• **REQUEST**:
With the pictures left out, write out exactly the lines from the one containing "For the evaluation set, spot each instance of the dark tabletop" through the end.

Source data:

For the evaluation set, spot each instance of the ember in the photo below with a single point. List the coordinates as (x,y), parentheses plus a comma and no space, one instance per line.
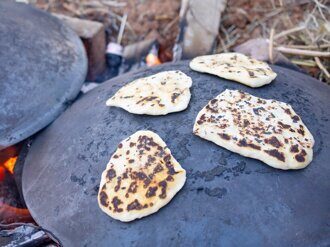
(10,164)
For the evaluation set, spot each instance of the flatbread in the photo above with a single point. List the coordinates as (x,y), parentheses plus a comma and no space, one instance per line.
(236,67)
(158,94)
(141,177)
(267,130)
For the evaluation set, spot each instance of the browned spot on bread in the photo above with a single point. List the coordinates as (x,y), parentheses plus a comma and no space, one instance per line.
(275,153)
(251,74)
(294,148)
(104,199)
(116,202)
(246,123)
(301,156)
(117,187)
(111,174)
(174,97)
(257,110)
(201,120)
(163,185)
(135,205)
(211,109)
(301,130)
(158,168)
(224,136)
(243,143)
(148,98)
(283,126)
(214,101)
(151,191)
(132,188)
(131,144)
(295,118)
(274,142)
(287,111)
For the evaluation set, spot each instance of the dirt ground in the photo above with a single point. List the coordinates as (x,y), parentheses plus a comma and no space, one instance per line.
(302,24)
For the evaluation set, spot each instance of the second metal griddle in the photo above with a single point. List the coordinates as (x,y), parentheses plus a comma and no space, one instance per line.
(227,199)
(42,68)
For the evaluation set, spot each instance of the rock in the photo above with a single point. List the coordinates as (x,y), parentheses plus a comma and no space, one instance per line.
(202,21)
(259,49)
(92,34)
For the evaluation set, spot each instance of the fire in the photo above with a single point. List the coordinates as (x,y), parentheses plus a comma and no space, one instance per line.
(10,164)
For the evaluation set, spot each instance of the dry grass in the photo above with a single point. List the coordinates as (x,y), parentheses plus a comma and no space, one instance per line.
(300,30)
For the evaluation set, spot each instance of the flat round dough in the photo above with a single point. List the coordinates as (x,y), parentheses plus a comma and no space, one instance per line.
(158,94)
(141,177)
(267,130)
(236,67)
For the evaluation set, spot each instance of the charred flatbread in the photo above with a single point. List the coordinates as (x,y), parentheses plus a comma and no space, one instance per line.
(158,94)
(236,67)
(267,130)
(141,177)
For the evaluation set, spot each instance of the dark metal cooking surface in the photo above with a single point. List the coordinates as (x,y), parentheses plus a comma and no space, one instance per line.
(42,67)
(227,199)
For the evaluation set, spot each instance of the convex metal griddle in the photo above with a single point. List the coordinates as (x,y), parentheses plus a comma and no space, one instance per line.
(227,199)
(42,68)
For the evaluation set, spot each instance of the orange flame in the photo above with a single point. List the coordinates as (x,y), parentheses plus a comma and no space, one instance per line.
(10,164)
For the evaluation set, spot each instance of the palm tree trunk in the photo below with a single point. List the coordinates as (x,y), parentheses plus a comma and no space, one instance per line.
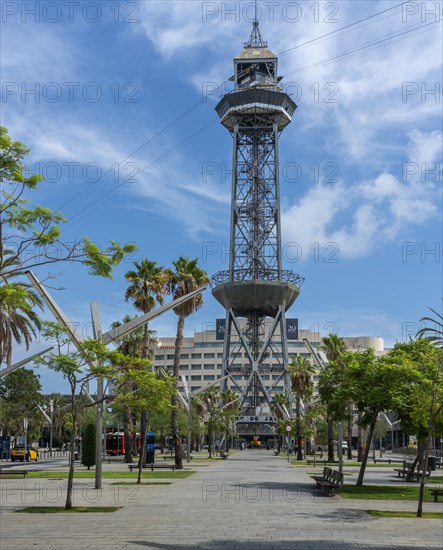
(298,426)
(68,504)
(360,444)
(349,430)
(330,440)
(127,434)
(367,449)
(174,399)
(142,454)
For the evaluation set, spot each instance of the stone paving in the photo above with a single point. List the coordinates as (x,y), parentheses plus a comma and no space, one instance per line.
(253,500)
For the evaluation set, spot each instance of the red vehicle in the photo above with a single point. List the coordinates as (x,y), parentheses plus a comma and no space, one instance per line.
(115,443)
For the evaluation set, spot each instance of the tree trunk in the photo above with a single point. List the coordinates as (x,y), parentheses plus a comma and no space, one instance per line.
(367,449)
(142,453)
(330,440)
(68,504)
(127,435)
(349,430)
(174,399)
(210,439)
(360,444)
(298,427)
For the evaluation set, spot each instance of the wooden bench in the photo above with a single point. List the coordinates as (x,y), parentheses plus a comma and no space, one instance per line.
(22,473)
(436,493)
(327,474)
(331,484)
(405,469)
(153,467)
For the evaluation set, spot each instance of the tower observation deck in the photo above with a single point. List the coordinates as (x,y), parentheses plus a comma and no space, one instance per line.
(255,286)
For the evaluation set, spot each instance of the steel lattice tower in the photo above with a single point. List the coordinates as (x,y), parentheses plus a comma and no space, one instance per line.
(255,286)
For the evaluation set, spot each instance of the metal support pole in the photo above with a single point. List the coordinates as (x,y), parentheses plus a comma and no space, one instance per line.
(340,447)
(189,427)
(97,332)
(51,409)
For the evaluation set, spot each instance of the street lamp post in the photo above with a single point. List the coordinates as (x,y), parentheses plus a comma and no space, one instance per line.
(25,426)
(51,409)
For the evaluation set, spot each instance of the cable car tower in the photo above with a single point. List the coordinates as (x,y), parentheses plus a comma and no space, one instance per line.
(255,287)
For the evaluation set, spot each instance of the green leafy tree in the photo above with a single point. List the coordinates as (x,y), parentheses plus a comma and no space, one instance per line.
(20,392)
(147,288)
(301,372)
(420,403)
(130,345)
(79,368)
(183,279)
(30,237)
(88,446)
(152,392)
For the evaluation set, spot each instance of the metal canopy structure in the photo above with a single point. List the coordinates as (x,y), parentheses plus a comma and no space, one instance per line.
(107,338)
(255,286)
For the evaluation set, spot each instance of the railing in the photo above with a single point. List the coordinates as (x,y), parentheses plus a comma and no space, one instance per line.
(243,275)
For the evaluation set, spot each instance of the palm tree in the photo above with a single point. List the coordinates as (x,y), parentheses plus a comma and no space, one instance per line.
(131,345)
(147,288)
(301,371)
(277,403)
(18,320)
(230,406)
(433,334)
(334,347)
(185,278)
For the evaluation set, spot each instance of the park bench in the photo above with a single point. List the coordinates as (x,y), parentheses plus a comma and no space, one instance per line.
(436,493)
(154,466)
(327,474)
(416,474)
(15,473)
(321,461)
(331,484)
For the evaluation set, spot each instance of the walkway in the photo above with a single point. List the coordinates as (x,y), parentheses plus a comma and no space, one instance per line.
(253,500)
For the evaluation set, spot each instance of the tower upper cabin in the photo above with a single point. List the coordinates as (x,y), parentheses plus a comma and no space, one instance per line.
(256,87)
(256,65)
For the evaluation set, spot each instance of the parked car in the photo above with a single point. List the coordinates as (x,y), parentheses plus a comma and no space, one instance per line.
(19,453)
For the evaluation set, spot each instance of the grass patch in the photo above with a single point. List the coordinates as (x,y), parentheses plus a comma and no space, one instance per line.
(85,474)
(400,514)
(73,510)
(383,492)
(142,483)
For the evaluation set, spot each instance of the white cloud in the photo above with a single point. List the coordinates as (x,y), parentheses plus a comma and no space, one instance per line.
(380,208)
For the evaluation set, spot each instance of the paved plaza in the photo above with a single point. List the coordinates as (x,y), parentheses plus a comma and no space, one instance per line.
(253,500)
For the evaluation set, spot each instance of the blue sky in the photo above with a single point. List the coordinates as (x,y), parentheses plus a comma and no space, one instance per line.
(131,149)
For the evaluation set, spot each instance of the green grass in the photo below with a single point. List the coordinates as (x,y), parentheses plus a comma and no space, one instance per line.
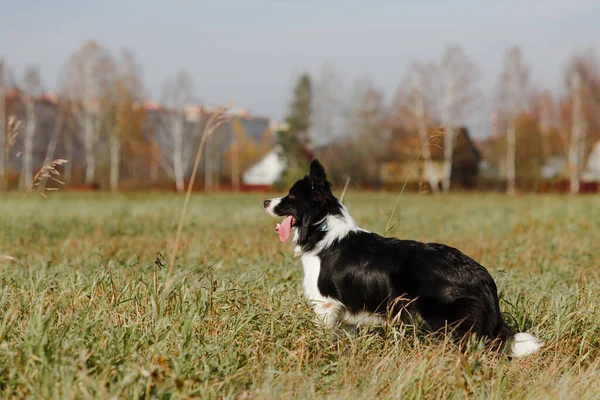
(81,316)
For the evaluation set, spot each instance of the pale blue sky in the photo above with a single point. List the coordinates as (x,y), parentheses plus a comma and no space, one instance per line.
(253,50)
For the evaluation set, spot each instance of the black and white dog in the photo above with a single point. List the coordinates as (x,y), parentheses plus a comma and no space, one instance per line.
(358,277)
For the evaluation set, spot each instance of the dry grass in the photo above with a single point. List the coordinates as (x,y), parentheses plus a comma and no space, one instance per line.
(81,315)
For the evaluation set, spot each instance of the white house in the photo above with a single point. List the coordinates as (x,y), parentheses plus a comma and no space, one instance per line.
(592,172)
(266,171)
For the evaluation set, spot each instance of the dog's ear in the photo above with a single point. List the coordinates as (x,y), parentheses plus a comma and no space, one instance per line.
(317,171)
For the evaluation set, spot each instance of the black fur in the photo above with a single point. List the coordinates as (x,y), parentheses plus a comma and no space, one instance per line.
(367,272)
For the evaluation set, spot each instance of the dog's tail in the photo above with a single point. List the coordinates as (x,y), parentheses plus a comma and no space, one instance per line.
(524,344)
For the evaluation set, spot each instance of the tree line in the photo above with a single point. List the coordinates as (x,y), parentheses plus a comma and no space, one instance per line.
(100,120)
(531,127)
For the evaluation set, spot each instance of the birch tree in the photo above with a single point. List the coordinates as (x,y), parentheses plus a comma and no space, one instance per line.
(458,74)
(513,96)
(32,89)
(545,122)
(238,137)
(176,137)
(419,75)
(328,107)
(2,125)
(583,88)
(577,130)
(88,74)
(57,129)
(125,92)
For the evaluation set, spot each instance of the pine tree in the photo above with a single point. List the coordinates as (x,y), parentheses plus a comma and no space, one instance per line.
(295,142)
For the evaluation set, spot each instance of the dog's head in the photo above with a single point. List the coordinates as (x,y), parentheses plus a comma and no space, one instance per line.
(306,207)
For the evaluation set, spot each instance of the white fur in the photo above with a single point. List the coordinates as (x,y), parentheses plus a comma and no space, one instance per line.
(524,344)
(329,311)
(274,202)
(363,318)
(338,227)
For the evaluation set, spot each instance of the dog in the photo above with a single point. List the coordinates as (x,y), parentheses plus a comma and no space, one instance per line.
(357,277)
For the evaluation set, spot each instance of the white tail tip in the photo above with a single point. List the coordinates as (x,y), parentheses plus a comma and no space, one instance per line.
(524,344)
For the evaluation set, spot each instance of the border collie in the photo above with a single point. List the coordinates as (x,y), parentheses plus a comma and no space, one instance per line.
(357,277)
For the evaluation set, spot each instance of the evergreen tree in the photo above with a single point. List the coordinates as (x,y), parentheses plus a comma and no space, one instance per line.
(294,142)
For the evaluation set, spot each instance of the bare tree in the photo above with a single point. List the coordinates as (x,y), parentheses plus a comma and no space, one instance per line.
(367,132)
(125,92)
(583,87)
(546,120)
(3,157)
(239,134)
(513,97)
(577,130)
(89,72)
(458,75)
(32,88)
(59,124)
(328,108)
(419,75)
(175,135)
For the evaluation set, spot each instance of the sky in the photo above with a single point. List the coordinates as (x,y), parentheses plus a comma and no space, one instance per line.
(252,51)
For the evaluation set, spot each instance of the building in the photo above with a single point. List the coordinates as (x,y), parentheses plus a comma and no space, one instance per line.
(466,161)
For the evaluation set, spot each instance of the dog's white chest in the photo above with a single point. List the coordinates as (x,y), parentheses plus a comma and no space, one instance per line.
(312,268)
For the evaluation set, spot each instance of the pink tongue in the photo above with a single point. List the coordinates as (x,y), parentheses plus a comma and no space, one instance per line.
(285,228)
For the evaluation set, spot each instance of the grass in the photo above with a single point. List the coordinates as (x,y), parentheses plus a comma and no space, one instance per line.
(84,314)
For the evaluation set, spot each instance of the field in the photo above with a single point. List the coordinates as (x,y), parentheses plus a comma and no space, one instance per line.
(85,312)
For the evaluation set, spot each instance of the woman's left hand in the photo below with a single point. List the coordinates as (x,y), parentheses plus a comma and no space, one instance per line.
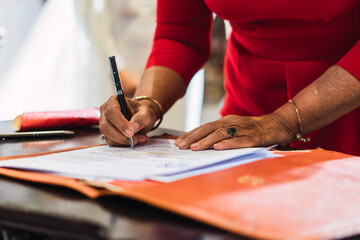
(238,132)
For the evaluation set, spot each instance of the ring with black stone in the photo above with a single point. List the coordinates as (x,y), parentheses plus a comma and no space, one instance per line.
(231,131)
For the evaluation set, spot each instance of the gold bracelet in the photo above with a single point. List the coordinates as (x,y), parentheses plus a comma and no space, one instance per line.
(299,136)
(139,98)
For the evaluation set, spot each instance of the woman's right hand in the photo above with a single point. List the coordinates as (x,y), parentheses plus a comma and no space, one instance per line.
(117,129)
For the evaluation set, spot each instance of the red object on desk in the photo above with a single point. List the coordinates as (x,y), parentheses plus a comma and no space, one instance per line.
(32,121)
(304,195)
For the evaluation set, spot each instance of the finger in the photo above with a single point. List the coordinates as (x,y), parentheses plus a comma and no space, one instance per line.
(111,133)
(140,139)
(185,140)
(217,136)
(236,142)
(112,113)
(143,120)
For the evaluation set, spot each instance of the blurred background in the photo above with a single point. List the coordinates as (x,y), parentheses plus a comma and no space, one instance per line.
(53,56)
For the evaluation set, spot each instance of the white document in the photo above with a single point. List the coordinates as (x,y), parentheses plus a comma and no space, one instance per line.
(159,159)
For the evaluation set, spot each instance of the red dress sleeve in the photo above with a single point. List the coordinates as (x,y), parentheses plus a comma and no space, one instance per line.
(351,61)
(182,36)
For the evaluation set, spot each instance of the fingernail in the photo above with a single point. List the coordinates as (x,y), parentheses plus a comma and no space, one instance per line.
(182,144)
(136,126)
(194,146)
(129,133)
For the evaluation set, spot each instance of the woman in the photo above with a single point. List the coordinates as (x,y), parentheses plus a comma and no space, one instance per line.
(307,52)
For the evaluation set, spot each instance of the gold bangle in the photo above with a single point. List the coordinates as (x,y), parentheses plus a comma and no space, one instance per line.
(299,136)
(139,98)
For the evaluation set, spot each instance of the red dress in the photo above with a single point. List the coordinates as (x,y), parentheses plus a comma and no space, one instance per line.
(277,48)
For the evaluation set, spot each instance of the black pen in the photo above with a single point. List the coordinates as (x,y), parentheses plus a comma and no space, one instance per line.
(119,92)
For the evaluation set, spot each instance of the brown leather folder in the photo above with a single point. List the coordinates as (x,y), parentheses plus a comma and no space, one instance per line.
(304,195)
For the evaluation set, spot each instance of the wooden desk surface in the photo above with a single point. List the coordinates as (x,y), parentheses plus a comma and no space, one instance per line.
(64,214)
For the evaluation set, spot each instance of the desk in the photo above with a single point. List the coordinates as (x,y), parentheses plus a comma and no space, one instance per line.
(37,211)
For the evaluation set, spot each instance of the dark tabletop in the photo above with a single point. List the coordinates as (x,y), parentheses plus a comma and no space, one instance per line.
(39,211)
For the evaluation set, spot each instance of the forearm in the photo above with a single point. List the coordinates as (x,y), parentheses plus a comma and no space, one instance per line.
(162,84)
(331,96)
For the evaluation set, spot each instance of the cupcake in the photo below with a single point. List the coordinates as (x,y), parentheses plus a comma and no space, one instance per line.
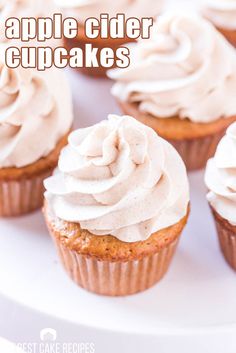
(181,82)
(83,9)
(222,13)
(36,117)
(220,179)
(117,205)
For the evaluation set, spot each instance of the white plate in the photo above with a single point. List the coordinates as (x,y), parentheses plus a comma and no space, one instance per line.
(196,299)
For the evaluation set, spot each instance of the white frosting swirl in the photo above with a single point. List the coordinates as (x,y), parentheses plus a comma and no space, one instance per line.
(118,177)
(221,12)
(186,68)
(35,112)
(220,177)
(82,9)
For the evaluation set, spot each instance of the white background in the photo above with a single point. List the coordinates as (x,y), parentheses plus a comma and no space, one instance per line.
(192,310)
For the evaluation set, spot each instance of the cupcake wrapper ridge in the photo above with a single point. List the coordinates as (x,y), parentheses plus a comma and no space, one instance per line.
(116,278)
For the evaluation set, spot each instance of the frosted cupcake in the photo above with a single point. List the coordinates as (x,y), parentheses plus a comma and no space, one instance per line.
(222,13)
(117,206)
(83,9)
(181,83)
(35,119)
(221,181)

• **WRITTEN SOLUTION**:
For the evaluation set, spot each instance of the dark tabletop in the photo above with a single point. List the coordinates as (x,y), parentheses plus a comma and no space, one instance per line.
(39,211)
For the evaluation set, spot each instance of the forearm in the photo above with a single point. List the coordinates as (x,y), parentheses plus a comma and no space, one instance per line.
(162,84)
(331,96)
For the evaluation set, spot each instance of the cupcake in the photo below with a single point. List the coordinates as (x,y), parentheses plus a comma and no space, one instance per line.
(181,82)
(83,9)
(222,13)
(36,117)
(220,179)
(117,205)
For the evaluation set, spot each instance of the white plate in the photo above with a single point. List the coordinates as (x,y), parentheses plus a comma and no space, one instance per line.
(196,299)
For the evaluation set, spot each instance of the white frosting swirl in the photo above with a single point. List the coordinates as (x,y), parentheses plus a comma and no space, one instance per line.
(118,177)
(221,12)
(186,68)
(35,112)
(220,177)
(82,9)
For the evaluation set, spot each instance of the white background in the photo above with a single point. List the coordinates as (x,y), parentheses plus a comma and no space, one instance per line.
(192,310)
For the evaluation set, spot each instance of the cupcake wrapper ridge in the photo above with a single point. List the coordinates as (x,y), parentheses plus a comma and no space, one instance per line.
(116,278)
For the evaluation set, spot each instance of the frosted cupcake in the photo above with a single point. List the coordinates as (x,y), parentheses plus a comma and no space, one instance per line.
(222,13)
(117,206)
(83,9)
(181,83)
(35,119)
(221,181)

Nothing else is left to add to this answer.